((

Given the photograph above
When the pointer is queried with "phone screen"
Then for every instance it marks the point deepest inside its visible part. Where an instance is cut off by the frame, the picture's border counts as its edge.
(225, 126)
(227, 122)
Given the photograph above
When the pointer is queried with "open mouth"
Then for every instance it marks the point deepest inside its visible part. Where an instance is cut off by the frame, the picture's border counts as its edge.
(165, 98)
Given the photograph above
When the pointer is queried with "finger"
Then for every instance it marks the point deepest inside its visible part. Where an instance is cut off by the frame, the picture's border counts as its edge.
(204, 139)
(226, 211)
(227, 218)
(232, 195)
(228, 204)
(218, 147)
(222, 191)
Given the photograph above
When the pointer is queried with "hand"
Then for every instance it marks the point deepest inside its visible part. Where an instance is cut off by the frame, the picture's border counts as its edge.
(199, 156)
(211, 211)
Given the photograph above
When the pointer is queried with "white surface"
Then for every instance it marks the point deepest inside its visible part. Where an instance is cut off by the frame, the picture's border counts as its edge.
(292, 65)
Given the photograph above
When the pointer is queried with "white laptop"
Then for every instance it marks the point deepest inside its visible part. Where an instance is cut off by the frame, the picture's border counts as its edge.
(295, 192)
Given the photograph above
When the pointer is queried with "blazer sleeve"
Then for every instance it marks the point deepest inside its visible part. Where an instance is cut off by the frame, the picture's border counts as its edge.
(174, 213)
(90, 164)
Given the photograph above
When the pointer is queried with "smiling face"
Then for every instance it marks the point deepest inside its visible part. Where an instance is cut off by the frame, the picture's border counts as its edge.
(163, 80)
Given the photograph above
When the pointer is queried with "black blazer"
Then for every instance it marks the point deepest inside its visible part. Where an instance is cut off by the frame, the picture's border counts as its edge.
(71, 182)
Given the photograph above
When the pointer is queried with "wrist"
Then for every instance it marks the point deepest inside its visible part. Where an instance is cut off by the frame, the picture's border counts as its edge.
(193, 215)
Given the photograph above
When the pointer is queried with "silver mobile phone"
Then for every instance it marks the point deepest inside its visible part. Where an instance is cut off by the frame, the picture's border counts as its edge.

))

# [Exercise details]
Would you please reproduce the entries above word for word?

# [Task output]
Given the photograph above
When the pointer is queried with "phone screen"
Then for every instance it marks the point deepest inside its visible part. Where an instance is cut off by the frame, the picture's border counts as its edge.
(225, 126)
(227, 122)
Given the photograph above
When the pointer is queried with "open mouth"
Then for every instance it marks the point deepest inside its visible part. Where an instance is cut off by the frame, the picture's border counts as its edge.
(165, 98)
Given the photograph above
When the pointer is queried with "finger"
Then for every instance it marks the point deepest inside its visible part. Where an instance is cut off by the frame, the picture's border counts as its edge.
(204, 139)
(226, 211)
(227, 218)
(232, 195)
(228, 204)
(218, 147)
(222, 191)
Given the photograph above
When the pointer is queried with "hand"
Then for every instance it marks the point deepest inside its visible part. Where an instance is cut off by the frame, the picture's border counts as its edge.
(199, 156)
(211, 211)
Given the photograph above
When the pointer is queried with "white surface"
Then for every instance it marks the point deepest inside its visible part. Where an instance is cut off by the frame, the picture's border counts as its edge.
(292, 65)
Given the photograph above
When the pointer is queried with "white laptop"
Then for every instance it marks the point deepest inside its visible part. Where an instance is cut off by the frame, the picture's border counts as its edge.
(295, 192)
Given the photograph above
When the pointer is queried with "blazer sleeve"
Then for every instance it marks the point deepest inside its visible part. Where an instance is cut off by the frame, the picture's border counts as its edge.
(174, 213)
(90, 164)
Given the photograph above
When the pointer is queried with "smiling face"
Then for every instance it marks the point deepest inside its visible part. Where an instance is cut off by the frame, the picture's border counts as its edge.
(163, 80)
Given the photograph above
When the pointer is queried with "black blazer"
Then for every instance it marks the point deepest inside its visible part. Where an instance is cut off by the frame, the picture's border counts as its edge.
(71, 182)
Given the photograph above
When the pointer is queried with "wrist"
Then for every instance it marks the point deepest inside its visible part. Where an instance is cut off by the frame, the picture's border counts as its edge.
(193, 215)
Given the photograph above
When the pointer is queried with "silver mobile phone"
Then for every instance it marks the point deepest inside its visible part. Where an instance is cut off by the frame, the picture's border counts as its edge.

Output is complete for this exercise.